### [WORK TO BE COMPLETED]
Quote every item below word for word, changing nothing.

-------- INPUT ROWS --------

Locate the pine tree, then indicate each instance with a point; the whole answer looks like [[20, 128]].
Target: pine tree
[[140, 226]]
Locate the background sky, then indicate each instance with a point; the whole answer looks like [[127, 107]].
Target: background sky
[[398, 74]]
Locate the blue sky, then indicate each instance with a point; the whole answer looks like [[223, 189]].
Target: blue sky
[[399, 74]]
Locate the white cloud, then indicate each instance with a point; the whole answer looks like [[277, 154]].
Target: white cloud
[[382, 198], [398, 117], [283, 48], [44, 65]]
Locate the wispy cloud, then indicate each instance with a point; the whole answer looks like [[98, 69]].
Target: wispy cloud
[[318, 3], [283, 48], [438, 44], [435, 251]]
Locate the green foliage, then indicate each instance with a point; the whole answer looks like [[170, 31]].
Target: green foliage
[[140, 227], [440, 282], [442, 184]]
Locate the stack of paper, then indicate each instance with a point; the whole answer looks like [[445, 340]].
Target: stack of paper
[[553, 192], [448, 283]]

--------

### [RESULT FOR THIS EXERCISE]
Locate the pine tree, then indicate each instance with a point; the whole answer looks like [[20, 128]].
Target: pine tree
[[140, 226]]
Locate the background sky, then indicate each instance with a point; the whole answer looks like [[127, 107]].
Target: background sky
[[398, 74]]
Locate the blue sky, then indicate each instance with a point; the whole answer looks like [[223, 189]].
Target: blue sky
[[399, 74]]
Locate the white cloud, then indicate each instance with a point; the whole answer looks like [[277, 154]].
Target: white cloud
[[382, 198], [398, 117], [283, 48], [44, 65]]
Locate the wispy cloud, then indicate each instance with a point; the whole answer looks like [[98, 69]].
Target: wispy cloud
[[318, 3], [283, 48], [438, 44], [435, 251]]
Locate the green foliage, then indicate each instance with a point; the whole answer looks like [[170, 31]].
Target: green foliage
[[140, 227], [440, 282], [442, 184]]
Locate the stack of paper, then indicate each instance with a point; the whole answer looks like [[445, 340]].
Target: stack of paper
[[553, 192], [448, 283]]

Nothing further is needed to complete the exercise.